## Required tasks
A) Using the article on census data quality below, decide whether each statement agrees with it. Answer yes or no for each, and quote the words from the article that settle it.
(i) The Census Bureau said 0.4% of census takers may have falsified data or done their jobs unsuccessfully.
(ii) About half of the nation's households needed visits from census takers.
(iii) The watchdog report said 70,000 cases red-flagged for reinterviews were given a pass.
B) Answer these questions with facts from the article on census data quality below.
(i) How many household reinterviews did the Census Bureau fail to complete?
(ii) What position does Rob Santos hold?
(iii) How much federal funding is distributed each year based on the census data?
C) Quote the part of the article on census data quality below, starting with "The Census Bureau issued" and going on through "of Inspector General.".

## Provided passage
--------------------------------
Responding to criticism that a shortened schedule jeopardized data quality, the U.S. Census Bureau on Thursday said less than a half percent of census takers interviewing households for the 2020 head count may have falsified their work, suggesting such problems were few and far between.

The statistical agency said in a statement that a preliminary look at the data suggests 0.4% of the hundreds of thousands of census takers, also known as enumerators, may have either falsified data or performed their jobs unsuccessfully.

"Therefore, enumerators who may have falsified data or performed poor quality work were very rare," the statement said.

The Census Bureau issued its statement after a report from their watchdog agency Wednesday that expressed concerns over lapses in quality control checks on the data used for deciding how many congressional seats each state gets and how $1.5 trillion in federal funding is distributed each year. The lapses raised concerns about the quality of the census data, according to the report by the Office of Inspector General.

The report said the Census Bureau failed to complete 355,000 reinterviews of households to verify their information was accurate. Reinterviews also were not conducted with more than a third of the census takers who completed a household interview, and 70,000 cases that were red-flagged for reinterviews were given a pass even though a census clerk was unable to determine if the original interview data was correct, the report said.

About a third of the nation's 130 million households required visits from census takers, while residents in the remaining two-thirds of households self-responded either online, by phone or by mail.

Because of the failure to conduct the reinterviews, the Census Bureau can't provide a full picture of the falsification that may have taken place, said Rob Santos, president of the American Statistical Association.

"Just like with COVID testing, you won't find it if you don't look for it," Santos said Thursday in an email.

Plus, there are other concerns about data quality besides falsification, such as inconsistent responses and the reliance on getting information from neighbors or landlords when residents of a household were unavailable, he said.

"Where are the assessments of these aspects of quality?" Santos said. "They are arguably more important than falsification because they will be more prevalent."
--------------------------------
## Information supplied
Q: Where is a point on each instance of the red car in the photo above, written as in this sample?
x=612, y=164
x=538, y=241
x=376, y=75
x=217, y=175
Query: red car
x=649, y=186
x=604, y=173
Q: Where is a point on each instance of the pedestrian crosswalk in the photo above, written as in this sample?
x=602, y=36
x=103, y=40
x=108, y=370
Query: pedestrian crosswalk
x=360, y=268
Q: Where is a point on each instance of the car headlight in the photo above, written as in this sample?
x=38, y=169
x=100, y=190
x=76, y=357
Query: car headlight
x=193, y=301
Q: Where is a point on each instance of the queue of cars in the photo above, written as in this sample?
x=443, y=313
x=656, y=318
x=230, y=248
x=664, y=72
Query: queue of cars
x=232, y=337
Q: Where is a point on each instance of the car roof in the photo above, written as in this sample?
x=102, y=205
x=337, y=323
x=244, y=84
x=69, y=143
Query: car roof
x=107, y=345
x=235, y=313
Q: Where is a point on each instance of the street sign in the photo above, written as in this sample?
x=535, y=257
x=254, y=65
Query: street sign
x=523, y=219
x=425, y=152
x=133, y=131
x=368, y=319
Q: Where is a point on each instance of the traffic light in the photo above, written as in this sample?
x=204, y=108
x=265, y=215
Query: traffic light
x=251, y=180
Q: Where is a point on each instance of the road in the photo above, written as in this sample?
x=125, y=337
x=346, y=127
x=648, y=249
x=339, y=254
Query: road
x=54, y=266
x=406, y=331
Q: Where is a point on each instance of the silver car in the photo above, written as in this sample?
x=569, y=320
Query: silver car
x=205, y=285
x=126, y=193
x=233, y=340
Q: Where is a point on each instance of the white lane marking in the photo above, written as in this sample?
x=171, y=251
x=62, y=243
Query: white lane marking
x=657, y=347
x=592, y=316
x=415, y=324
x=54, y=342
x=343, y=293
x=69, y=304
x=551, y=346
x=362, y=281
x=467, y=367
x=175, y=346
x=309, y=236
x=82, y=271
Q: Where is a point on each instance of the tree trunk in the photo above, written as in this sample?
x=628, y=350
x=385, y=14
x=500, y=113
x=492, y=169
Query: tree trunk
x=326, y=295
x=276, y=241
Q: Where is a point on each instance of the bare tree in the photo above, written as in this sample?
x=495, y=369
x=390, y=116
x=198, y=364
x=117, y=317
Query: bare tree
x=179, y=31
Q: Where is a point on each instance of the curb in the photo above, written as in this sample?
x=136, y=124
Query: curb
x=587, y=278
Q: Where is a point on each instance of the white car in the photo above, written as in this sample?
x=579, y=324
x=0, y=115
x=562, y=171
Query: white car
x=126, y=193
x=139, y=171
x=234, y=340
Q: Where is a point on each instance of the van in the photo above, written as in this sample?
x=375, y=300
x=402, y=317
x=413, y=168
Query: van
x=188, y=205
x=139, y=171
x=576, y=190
--------------------------------
## Solutions below
A)
(i) Yes: "0.4% of the hundreds of thousands of census takers, also known as enumerators, may have either falsified data or performed their jobs unsuccessfully"
(ii) No: "About a third of the nation's 130 million households required visits from census takers"
(iii) Yes: "70,000 cases that were red-flagged for reinterviews were given a pass"

B)
(i) 355,000
(ii) President of the American Statistical Association
(iii) $1.5 trillion

C)
The Census Bureau issued its statement after a report from their watchdog agency Wednesday that expressed concerns over lapses in quality control checks on the data used for deciding how many congressional seats each state gets and how $1.5 trillion in federal funding is distributed each year. The lapses raised concerns about the quality of the census data, according to the report by the Office of Inspector General.